TASK TO CARRY OUT: Copy exactly the lines from the one containing "For each instance of the window" through the last line of the records, both included, and nothing more.

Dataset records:
==========
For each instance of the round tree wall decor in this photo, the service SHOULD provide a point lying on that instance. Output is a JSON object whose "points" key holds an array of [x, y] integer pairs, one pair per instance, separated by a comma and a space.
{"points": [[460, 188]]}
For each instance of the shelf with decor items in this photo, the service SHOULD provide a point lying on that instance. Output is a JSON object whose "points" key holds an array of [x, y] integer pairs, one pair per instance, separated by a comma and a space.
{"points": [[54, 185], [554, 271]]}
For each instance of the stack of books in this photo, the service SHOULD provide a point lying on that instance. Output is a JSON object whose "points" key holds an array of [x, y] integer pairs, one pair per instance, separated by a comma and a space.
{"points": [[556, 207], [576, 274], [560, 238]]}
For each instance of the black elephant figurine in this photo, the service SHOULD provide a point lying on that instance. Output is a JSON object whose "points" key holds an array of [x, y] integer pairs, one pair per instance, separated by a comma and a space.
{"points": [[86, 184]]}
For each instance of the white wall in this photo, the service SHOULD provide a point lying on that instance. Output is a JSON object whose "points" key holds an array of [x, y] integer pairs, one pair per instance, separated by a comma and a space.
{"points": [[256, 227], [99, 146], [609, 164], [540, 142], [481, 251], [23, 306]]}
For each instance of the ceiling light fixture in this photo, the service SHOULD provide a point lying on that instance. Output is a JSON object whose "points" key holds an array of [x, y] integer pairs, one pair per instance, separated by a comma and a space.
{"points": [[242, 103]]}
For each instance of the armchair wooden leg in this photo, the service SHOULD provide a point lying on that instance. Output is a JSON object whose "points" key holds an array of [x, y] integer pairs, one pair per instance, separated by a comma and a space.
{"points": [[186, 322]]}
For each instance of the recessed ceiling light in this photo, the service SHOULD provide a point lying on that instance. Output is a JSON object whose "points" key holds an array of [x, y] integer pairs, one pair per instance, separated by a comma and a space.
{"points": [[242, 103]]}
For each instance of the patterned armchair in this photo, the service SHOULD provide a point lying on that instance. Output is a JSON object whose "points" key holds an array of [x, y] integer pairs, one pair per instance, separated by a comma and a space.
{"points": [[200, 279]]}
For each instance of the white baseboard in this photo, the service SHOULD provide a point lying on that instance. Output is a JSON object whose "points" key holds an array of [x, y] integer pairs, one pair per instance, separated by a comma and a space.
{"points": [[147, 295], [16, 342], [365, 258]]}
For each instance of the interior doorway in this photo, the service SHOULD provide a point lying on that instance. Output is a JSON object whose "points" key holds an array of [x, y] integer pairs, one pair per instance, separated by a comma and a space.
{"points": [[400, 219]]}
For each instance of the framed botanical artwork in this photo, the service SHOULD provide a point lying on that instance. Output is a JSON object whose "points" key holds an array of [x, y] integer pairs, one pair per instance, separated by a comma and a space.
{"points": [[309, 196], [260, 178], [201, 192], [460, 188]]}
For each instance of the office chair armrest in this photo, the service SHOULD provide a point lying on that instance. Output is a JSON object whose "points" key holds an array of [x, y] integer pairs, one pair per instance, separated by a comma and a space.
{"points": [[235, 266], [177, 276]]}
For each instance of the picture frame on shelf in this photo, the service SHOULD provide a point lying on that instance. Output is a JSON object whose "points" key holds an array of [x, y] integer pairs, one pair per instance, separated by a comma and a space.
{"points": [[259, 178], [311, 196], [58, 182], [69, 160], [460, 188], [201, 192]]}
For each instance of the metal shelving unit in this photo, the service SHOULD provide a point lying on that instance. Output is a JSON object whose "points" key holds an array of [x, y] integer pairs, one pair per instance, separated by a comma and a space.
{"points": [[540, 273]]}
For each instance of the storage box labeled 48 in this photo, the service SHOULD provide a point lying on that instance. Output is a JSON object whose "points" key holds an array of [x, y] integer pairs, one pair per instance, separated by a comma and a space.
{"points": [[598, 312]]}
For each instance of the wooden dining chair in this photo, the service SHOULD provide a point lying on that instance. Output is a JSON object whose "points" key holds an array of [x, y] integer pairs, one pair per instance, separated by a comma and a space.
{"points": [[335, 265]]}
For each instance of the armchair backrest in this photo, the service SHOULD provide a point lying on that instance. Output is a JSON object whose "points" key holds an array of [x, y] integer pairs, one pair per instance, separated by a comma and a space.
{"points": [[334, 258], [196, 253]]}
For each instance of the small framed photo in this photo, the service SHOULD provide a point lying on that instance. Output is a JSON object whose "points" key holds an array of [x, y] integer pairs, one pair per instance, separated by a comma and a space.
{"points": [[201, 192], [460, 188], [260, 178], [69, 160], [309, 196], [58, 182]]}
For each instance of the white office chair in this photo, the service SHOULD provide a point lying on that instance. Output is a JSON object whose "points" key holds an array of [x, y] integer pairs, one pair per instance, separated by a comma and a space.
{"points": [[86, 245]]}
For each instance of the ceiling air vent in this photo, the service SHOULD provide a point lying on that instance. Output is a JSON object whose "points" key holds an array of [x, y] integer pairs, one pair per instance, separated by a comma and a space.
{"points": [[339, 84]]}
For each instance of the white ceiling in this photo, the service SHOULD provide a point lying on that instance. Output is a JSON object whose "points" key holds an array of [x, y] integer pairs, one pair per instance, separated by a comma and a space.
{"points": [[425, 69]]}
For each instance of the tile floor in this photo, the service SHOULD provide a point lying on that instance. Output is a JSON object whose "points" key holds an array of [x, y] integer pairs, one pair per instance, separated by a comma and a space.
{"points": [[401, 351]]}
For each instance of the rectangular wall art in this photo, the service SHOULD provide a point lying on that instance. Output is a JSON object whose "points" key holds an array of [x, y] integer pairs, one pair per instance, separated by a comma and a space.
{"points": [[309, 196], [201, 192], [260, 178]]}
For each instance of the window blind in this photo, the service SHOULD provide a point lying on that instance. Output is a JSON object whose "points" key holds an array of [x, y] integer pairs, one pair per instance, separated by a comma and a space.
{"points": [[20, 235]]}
==========
REPLY:
For each instance of the window blind in this photo, the service SHOULD provide a point lying on that instance. Output is a JSON object whose "points" key holds an array of [x, y] integer pairs, one pair per instance, separated by a comma and a space.
{"points": [[20, 235]]}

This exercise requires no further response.